───── Data supplied

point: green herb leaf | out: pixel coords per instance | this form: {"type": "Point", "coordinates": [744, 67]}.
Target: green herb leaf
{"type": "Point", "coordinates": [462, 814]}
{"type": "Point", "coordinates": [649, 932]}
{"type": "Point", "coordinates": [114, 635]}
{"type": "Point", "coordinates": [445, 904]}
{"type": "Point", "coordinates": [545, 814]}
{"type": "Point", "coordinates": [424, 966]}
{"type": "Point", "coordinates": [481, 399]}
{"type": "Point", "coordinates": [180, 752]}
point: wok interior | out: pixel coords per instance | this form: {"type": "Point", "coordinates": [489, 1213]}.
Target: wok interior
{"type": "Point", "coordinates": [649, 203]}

──────────

(Exercise aim)
Your answer should hold exactly the lines from the one containing "point: wok interior" through the end of the entries above, and nothing else.

(Response for this exercise)
point: wok interior | out: pixel coords per instance | this form: {"type": "Point", "coordinates": [489, 1213]}.
Target: wok interior
{"type": "Point", "coordinates": [649, 203]}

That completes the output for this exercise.